> [Textauszug]:
◆ ◆ ◆

Sie identifizierten bereits die Opfer von Kaprun und der Tsunami-Katastrophe im Indischen Ozean. Und in der Nacht auf Freitag gingen die Spezialermittler der Landeskriminalämter Burgenland und Niederösterreich wieder an ihre psychischen und physischen Grenzen: Es dauerte Stunden, bis die 71 Leichen (tags zuvor war von 50 Opfern ausgegangen worden) bei 40 Grad auf der Ladefläche und Verwesungsgeruch behutsam aus dem Schlepper-Lkw geborgen werden konnten: 59 Männer und acht Frauen sowie vier Kinder im Alter zwischen ein und neun Jahren fanden den Tod.

◆ ◆ ◆

> [Aufgabe 1]:
Beantworte die folgenden Fragen zum Textauszug:
(a) Wessen Opfer haben die Spezialermittler früher schon identifiziert?
(b) Mit wie vielen Opfern hatte man am Tag zuvor gerechnet?
(c) Wie viele Kinder kamen ums Leben, und wie alt waren sie?
> [Aufgabe 2]:
Gib die Stelle des Textauszugs von „Sie identifizierten bereits“ bis „fanden den Tod.“ wortgetreu wieder.

◆ ◆ ◆

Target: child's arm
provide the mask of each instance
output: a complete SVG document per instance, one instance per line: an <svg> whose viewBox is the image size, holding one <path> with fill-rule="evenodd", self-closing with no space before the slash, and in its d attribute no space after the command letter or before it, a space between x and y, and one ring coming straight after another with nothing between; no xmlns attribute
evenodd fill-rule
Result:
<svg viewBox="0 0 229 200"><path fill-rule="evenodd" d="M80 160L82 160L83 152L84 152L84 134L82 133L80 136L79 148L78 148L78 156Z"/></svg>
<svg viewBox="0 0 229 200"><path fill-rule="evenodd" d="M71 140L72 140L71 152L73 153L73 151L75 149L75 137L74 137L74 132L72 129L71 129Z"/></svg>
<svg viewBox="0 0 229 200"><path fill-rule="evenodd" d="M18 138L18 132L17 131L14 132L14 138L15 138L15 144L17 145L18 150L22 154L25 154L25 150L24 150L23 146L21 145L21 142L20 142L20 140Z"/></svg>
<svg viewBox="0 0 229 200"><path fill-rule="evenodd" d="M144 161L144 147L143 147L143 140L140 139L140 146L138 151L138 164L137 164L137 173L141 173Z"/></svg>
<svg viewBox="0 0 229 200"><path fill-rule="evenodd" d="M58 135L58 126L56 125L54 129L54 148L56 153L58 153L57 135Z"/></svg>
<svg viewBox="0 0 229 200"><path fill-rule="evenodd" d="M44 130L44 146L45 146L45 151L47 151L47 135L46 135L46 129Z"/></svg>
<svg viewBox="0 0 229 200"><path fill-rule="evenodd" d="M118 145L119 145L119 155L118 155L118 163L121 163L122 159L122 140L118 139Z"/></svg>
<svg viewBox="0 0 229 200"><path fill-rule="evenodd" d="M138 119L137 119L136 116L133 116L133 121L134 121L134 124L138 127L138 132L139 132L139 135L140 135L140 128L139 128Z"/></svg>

◆ ◆ ◆

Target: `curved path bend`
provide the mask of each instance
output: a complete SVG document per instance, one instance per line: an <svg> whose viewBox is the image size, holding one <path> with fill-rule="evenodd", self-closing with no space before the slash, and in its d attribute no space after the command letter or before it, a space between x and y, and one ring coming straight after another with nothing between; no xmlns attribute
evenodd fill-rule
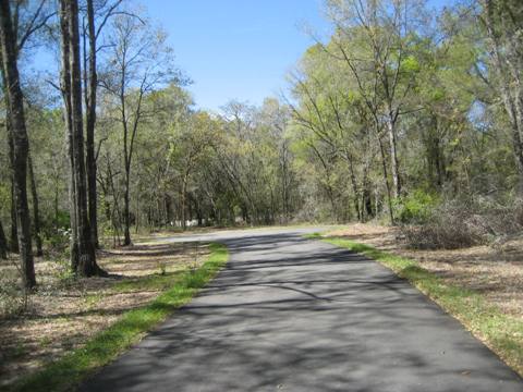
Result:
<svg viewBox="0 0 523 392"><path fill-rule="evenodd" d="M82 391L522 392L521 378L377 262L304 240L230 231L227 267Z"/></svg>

◆ ◆ ◆

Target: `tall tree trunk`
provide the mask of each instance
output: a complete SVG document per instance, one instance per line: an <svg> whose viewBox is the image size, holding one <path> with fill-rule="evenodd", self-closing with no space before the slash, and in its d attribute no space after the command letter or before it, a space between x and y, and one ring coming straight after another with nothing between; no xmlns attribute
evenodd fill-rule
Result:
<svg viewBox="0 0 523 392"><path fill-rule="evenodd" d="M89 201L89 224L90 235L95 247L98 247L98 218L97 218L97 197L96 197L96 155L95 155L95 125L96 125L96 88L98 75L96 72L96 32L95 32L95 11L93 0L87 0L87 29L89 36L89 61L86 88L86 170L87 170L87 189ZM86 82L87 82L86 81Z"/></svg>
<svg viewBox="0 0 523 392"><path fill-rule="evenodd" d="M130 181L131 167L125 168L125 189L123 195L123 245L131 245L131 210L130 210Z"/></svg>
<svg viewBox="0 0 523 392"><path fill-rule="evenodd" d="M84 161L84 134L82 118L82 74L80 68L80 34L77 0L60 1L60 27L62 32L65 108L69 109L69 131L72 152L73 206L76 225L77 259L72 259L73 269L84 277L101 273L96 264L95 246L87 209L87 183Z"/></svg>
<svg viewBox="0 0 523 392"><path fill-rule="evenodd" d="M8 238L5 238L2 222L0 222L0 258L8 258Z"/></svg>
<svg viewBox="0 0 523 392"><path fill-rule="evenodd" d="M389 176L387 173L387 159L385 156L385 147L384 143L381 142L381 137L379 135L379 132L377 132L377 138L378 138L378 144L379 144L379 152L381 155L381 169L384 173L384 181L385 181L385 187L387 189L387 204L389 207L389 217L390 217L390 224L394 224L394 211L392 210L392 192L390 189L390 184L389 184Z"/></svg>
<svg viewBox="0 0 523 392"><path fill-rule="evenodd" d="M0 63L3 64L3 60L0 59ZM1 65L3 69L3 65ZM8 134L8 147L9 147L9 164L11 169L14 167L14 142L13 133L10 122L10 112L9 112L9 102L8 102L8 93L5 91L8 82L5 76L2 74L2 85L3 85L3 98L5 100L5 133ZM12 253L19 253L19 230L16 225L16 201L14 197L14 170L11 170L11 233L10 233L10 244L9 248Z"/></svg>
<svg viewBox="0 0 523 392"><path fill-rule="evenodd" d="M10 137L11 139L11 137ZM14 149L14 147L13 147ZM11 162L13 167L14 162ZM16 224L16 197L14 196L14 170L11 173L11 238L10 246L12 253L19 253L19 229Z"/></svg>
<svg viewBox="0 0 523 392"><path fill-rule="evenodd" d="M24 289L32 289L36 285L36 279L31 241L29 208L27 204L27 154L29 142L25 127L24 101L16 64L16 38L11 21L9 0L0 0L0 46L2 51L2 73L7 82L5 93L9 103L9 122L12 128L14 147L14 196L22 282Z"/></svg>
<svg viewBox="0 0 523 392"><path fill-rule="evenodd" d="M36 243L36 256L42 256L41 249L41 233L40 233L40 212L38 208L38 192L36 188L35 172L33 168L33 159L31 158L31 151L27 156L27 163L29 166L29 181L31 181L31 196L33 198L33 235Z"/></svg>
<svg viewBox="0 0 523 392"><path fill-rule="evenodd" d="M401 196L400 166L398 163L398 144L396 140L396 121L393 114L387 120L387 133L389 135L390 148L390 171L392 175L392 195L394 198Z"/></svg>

◆ ◆ ◆

> [Antwort 1]:
(a) Die Opfer von Kaprun und der Tsunami-Katastrophe im Indischen Ozean.
(b) Mit 50 Opfern.
(c) Vier Kinder im Alter zwischen ein und neun Jahren.

> [Antwort 2]:
Sie identifizierten bereits die Opfer von Kaprun und der Tsunami-Katastrophe im Indischen Ozean. Und in der Nacht auf Freitag gingen die Spezialermittler der Landeskriminalämter Burgenland und Niederösterreich wieder an ihre psychischen und physischen Grenzen: Es dauerte Stunden, bis die 71 Leichen (tags zuvor war von 50 Opfern ausgegangen worden) bei 40 Grad auf der Ladefläche und Verwesungsgeruch behutsam aus dem Schlepper-Lkw geborgen werden konnten: 59 Männer und acht Frauen sowie vier Kinder im Alter zwischen ein und neun Jahren fanden den Tod.